What you have to do: Starting at the line containing "Target: silver bird ornament" and ending at the last line of the listing, reproduce every line, requests included, scaling each point coordinate by 2.4 and rounding to the nearest whole number (halves up).
※ ※ ※
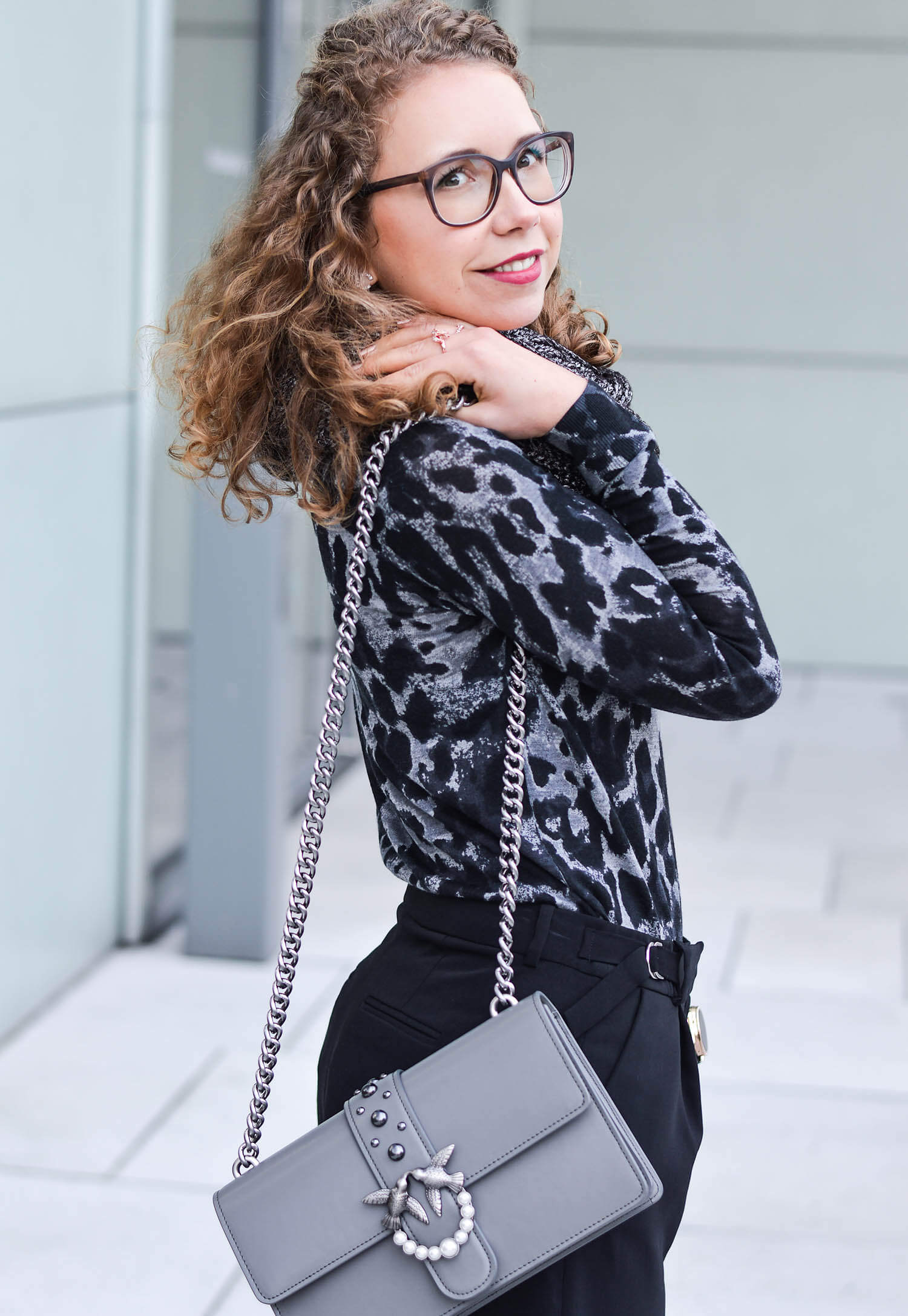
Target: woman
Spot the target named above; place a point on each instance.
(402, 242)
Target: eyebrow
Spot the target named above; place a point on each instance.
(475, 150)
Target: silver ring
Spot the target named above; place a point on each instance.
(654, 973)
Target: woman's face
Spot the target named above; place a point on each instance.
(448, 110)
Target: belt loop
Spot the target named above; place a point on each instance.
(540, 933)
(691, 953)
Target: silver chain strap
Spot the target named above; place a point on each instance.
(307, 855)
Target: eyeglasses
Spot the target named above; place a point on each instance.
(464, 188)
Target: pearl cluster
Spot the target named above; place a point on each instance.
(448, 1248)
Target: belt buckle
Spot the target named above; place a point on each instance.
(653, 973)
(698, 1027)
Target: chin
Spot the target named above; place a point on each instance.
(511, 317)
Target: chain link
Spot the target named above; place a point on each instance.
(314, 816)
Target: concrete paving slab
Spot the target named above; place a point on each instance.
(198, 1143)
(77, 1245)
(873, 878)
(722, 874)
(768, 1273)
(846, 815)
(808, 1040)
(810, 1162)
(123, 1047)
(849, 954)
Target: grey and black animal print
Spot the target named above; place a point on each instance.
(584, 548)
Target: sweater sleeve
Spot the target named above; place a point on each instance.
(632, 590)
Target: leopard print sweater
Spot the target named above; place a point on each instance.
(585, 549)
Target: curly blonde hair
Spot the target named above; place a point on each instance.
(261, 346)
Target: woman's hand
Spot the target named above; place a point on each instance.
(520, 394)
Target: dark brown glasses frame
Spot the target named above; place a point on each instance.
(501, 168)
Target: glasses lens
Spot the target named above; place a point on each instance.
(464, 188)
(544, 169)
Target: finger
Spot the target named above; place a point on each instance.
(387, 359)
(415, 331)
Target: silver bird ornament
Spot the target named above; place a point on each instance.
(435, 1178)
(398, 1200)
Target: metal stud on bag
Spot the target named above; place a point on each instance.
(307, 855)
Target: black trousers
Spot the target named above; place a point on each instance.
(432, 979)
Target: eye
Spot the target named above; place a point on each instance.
※ ※ ※
Solution:
Target: silver bird ornament
Spot the target named above; place a point on each instance.
(1044, 2827)
(955, 2880)
Target: metal stud on bag
Spot the target named above; place a point on each instance.
(737, 2052)
Target: black trousers
Spot the target named above; place a point on each instance.
(1037, 2350)
Target: eye
Spot the target named above; place a point on each instance.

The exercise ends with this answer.